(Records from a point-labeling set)

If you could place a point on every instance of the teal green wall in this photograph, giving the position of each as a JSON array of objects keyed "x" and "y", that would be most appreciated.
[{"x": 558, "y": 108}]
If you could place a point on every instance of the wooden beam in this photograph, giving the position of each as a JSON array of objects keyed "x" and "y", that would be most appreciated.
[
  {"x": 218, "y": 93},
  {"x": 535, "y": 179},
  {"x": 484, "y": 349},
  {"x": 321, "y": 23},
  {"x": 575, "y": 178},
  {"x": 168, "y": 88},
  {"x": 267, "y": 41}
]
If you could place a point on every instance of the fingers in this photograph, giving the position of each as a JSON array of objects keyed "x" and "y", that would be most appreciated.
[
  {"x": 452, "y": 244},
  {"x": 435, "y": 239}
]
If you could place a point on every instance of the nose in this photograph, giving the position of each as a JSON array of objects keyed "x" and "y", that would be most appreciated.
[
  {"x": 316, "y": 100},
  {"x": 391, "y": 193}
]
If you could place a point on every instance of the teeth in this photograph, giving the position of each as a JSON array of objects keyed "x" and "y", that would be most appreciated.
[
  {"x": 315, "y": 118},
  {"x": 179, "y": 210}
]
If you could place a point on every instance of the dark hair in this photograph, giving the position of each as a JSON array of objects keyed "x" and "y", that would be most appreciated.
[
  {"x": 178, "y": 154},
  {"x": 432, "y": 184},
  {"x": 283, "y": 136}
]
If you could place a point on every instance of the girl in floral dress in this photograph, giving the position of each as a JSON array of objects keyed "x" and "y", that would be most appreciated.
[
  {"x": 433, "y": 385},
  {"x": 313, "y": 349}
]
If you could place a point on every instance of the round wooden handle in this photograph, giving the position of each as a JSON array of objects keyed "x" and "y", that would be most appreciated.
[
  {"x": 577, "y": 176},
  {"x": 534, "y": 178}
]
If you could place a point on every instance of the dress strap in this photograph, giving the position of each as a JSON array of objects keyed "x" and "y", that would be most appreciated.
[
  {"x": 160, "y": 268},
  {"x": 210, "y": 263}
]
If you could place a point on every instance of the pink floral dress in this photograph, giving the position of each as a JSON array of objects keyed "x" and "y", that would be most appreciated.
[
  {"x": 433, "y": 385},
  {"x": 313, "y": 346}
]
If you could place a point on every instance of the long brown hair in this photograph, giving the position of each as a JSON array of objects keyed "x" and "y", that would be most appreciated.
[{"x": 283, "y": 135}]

## Set task
Echo the stretch of lines above, from the line containing "of the long" through the end of the records, word for word.

## Response
If you could place a point on every instance of the long brown hair in this photograph, giving the position of each as a JSON array of objects keyed "x" and "y", that would be most appreciated.
[{"x": 283, "y": 135}]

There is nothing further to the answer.